• _Excerpt_:
────────────────

In both cases, the notions of distance (km or min) or real accessibility (number of patients per practitioner for example) are analyzed. This is systematically specified and commented on.

 

- What aspect of DFU will they take into account: occurrence, time to healing, minor amputation, major amputation, mortality, …

Response: Data on the prevalence or incidence of DFU are missing in many databases. It is why, it is often necessary to focus on lower limb amputations with the attendant risks of bias (not including only DFU). This is justified by the fact that diabetes is the leading cause of non-traumatic lower limb amputation in developed countries.

We systematically differentiated between the risk of DFU incidence (when the database studied offers this data) and the risk of amputation/mortality (DFU prognosis) when this is the only data available. Time to healing is unfortunately a data that is difficult to evaluate, which makes it often absent from studies.

It has been specified in the introduction.

This would help in structuring the paper

What are the conclusions? The actual conclusion section is written as a new introduction, it is no conclusion of the review.

 Response: We have attempted to clarify the findings using our three levels of analysis:

  • Is there a relationship between individual-level social deprivation markers on both risk and prognosis of DFU.
  • Is there a relationship between neighbourhoods social deprivation markers on both risk and prognosis of DFU.

────────────────

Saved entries
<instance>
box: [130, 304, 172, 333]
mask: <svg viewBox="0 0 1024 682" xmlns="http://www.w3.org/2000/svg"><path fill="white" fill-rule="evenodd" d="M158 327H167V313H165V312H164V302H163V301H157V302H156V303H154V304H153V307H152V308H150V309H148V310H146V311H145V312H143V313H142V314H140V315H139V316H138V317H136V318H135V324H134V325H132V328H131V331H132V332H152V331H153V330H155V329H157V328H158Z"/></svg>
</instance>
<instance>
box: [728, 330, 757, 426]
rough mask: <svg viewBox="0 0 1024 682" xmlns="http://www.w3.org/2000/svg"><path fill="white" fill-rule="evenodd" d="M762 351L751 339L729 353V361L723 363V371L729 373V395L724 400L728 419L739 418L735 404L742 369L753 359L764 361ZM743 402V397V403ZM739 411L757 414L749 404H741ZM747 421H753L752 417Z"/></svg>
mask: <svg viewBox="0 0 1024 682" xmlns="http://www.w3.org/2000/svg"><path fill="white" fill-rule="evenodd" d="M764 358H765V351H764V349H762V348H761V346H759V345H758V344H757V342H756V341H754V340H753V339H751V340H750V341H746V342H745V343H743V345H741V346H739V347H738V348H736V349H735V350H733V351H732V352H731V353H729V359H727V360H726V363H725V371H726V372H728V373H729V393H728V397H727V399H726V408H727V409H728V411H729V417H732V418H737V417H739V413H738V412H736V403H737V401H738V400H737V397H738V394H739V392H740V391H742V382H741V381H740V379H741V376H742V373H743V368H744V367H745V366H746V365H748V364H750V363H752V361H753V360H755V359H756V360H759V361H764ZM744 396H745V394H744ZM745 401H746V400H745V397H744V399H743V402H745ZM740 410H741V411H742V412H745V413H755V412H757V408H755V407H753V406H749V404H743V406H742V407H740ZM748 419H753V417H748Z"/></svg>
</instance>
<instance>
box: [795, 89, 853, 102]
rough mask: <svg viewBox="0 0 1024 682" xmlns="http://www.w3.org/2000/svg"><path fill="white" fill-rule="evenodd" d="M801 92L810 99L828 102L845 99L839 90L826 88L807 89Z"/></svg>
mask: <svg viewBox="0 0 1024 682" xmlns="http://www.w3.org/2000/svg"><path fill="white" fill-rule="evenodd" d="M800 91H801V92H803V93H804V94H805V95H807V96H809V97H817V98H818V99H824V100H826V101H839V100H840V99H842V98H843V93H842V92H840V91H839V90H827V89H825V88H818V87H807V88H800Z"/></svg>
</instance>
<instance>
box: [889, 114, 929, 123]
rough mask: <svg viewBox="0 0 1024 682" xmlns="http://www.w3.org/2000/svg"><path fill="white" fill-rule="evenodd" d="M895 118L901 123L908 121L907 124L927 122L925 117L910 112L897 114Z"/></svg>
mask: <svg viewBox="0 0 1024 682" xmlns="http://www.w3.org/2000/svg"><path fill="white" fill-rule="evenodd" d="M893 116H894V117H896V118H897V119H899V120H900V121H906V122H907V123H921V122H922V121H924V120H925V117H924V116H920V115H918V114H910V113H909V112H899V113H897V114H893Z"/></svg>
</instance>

────────────────

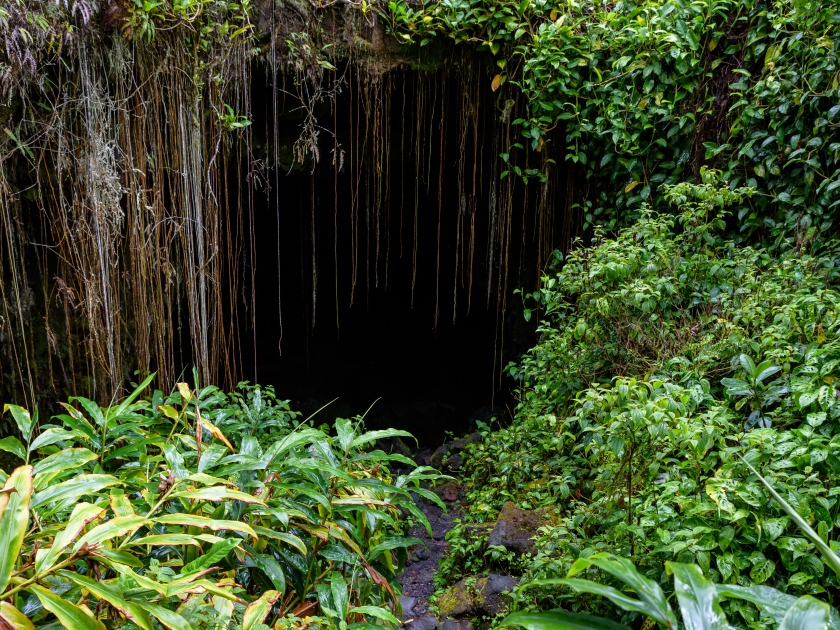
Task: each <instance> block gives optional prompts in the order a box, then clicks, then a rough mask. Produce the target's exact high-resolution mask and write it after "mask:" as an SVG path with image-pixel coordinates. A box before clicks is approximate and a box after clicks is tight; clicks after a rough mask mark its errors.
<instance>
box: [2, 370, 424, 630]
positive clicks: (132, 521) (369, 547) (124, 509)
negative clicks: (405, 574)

────────────────

• _Required tasks_:
• 1. Copy the passage from the diabetic foot ulcer excerpt starting at "This would help" and ending at "of the review.".
• 2. Answer these questions using the diabetic foot ulcer excerpt:
(a) What is named as the leading cause of non-traumatic lower limb amputation in developed countries?
(b) Which measure is called difficult to evaluate and often absent from studies?
(c) In what units is distance given?
• 3. Continue the diabetic foot ulcer excerpt from where it stops.
These saved entries come from a separate source.

• _Expected responses_:
• 1.
This would help in structuring the paper

What are the conclusions? The actual conclusion section is written as a new introduction, it is no conclusion of the review.

• 2.
(a) Diabetes
(b) Time to healing
(c) Kilometers (km) or minutes (min)

• 3.
  • Is there a relationship between healthcare access markers on both risk and prognosis of DFU.

 

The authors look at the extra costs for patients and mention footware. There are however a lot of additional extra costs possible for DFU patients, such as inadequate reimbursement of wound care products, of vacuum therapy, costs of transport, …

Response: This element is an example to illustrate the impact of hidden health costs in a universal system. However, we have added your very valid point.

Round 2

Reviewer 1 Report

Thank you for revising the paper according to most of the comments and recommendations. It now has greater clarity and better readability, and the results and conclusions are better written and well emphasized.

I have no further comments. Congratulations! 

Author Response

Reviewer 1

 

Open Review

( ) I would not like to sign my review report
(x) I would like to sign my review report

English language and style

( ) Extensive editing of English language and style required
( ) Moderate English changes required
(x) English language and style are fine/minor spell check required
( ) I don't feel qualified to judge about the English language and style

 

Comments and Suggestions for Authors

Thank you for revising the paper according to most of the comments and recommendations. It now has greater clarity and better readability, and the results and conclusions are better written and well emphasized.

I have no further comments. Congratulations! 

We thank you again for your reviewing, that helped a lot in improving the review. For this last revision, proofreading was done by a native English-speaking.

Author Response File: Author Response.docx

Reviewer 2 Report

I thank the authors for their answers to my questions and suggestions.

A methods section was added and the conclusions were formulated more sharply.

I still find the paper difficult to read, partly because it is difficult to structure this topic much, partly because the authors are not native speakers of English.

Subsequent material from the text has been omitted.